## Required work
Reproduce the material below word for word, but omit the picture.

## Records shown
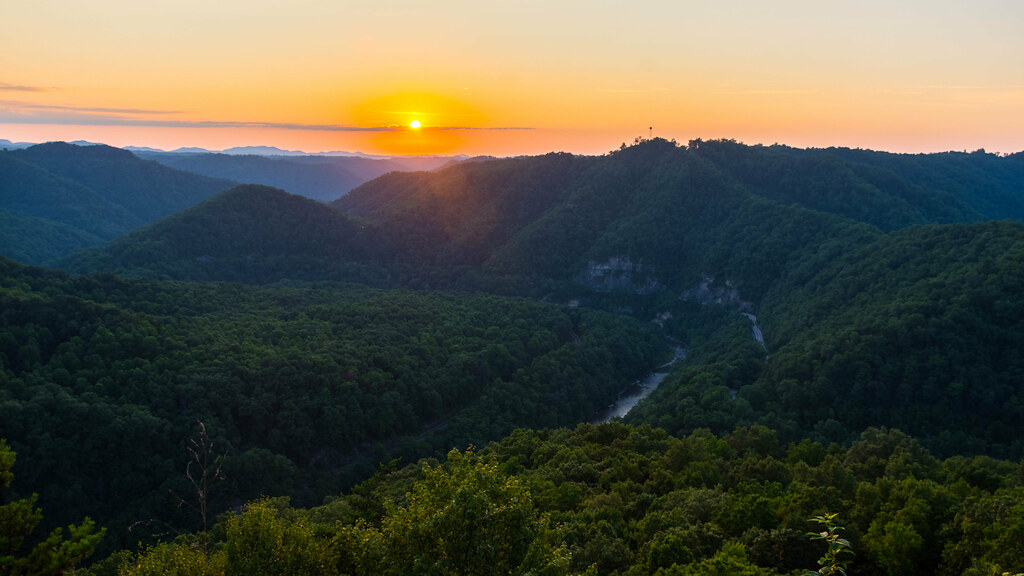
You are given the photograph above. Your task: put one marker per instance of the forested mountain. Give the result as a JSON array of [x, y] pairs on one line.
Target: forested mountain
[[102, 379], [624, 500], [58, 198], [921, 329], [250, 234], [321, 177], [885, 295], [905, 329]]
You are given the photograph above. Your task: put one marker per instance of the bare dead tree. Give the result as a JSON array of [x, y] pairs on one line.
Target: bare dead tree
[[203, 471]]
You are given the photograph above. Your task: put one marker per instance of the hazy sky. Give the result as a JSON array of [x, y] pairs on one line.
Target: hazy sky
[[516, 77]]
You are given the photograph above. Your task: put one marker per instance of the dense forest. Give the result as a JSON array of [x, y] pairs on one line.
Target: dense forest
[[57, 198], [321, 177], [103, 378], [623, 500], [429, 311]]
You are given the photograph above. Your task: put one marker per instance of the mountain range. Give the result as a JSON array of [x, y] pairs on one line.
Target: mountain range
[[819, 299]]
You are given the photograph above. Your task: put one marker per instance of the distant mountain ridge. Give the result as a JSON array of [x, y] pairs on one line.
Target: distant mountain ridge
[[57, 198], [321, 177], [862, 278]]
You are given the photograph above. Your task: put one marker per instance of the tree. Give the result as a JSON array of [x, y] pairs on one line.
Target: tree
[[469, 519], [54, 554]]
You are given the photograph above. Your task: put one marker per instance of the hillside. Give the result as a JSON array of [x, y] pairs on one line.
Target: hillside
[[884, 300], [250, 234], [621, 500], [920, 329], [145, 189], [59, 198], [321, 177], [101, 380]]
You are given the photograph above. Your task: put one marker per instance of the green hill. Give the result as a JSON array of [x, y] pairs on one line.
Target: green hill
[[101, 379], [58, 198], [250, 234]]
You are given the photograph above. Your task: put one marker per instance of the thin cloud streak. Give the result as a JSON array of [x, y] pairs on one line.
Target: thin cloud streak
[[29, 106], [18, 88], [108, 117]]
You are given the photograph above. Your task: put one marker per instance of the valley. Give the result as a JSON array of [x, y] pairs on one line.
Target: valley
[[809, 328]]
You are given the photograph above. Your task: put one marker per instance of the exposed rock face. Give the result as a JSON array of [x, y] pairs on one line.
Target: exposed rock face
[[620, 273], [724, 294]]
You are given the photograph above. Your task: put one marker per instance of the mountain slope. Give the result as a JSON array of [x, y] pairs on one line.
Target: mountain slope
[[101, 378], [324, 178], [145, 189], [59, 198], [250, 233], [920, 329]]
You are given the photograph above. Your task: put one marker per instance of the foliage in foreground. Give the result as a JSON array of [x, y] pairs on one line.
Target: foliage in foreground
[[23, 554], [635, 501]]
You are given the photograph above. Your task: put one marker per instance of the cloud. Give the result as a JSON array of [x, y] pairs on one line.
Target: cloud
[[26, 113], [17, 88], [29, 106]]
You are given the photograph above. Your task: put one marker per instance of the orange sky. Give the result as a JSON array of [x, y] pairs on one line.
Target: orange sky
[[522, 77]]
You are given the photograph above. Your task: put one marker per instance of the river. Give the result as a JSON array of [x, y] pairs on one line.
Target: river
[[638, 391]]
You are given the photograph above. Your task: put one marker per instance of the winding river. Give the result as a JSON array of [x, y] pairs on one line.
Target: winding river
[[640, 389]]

## The solution
You are given the photograph above. Your task: put one marker per instance of the forested mountain. Give the result as a JSON array of [x, y] pairs on one line.
Target: forested mountain
[[102, 379], [624, 500], [58, 198], [921, 329], [250, 234], [321, 177], [885, 295], [905, 329]]
You are given the photograph above. Your task: put one marker per instance of the bare dead tree. Give the result as a JSON array of [x, y] pairs on one line.
Target: bare dead tree
[[203, 471]]
You are given the photograph above. Your task: put one marker per instance of the hazy sky. Give the result as a JSON array of [x, y] pairs on one line.
Target: hazy sky
[[516, 77]]
You are given the photograph above. Your task: put one marker per instance of the dense forest. Give the result as a JSON array of [x, y] pairs on one line.
Target: dense forest
[[57, 198], [321, 177], [103, 378], [623, 500], [429, 311]]
You are given the photograph above. Your task: put one marker per instance of the mountain range. Give the result as a JSON array of [x, y] pairs on one line.
Target: mountain range
[[819, 299]]
You are given the photograph above. Your task: put one marker per instance of the distant mountain ridge. Give the result as a JSON array of [x, y] pairs on one line.
Target: distant mountain ridge
[[57, 198], [321, 177], [862, 278]]
You are given the photograph above. Your task: put one marker per instance of the tree. Give the result as a JSON array of [x, y] pairs on one line.
Target: tree
[[469, 519], [54, 554]]
You are given the photograph above. Your task: put one marker per instance of the hillside. Give the result as a JSON array of [x, y] pairs on one line.
Target: hillside
[[884, 300], [250, 234], [621, 500], [920, 329], [145, 189], [59, 198], [321, 177], [101, 380]]
You are given the photograph above. Your task: put one marker per instance of the green hill. Give the result as a JSON array of [x, y] pairs on one line.
Target: green hill
[[101, 379], [58, 198], [250, 234]]
You are given the photograph above. Your task: put one marker per instance of the thin cloud streak. Give the result as a JSON array of [x, y] pairs on one line.
Target: thin cloud streak
[[29, 106], [18, 88], [108, 117]]
You are given the photograph above. Your task: put one marker per instance of the valley. Give the result as a JSON array of [x, y] pairs on one line.
Target: valley
[[809, 328]]
You are given the photograph above. Your task: put one marker per instance of the exposed rock face. Give the result as a JSON array of [x, y] pairs on one line.
Target: exposed rock face
[[620, 273], [724, 294]]
You are given the photograph above. Your task: put one marker per instance of the mountain slope. Give the result as a JSON array of [x, y] pairs on one line.
Target: mountain slope
[[101, 378], [324, 178], [145, 189], [59, 198], [250, 233], [920, 329]]
You are given the photograph above. Your task: put one marker per instance of the foliage in foreground. Give the result as a JSON array of [x, y] pairs on one line.
Target: foliage in foreground
[[23, 554], [635, 501]]
You are given the photograph above. Your task: put one marker per instance of the cloud. Give the result as a JSON array of [x, y] pairs on one line.
Target: cloud
[[26, 113], [17, 88], [29, 106]]
You are given the photograph above. Your task: put one marker per instance of the orange sky. Give the result as a JSON array of [x, y] pairs on one line.
Target: orange sky
[[522, 77]]
You are given the photograph above. Your task: put one marker per instance of the river. Give the result as a JSON array of [x, y] pairs on one line.
Target: river
[[638, 391]]
You are given the photograph above. Your task: put one marker per instance of the winding river. Give the result as a JSON array of [x, y] pairs on one line.
Target: winding river
[[640, 389]]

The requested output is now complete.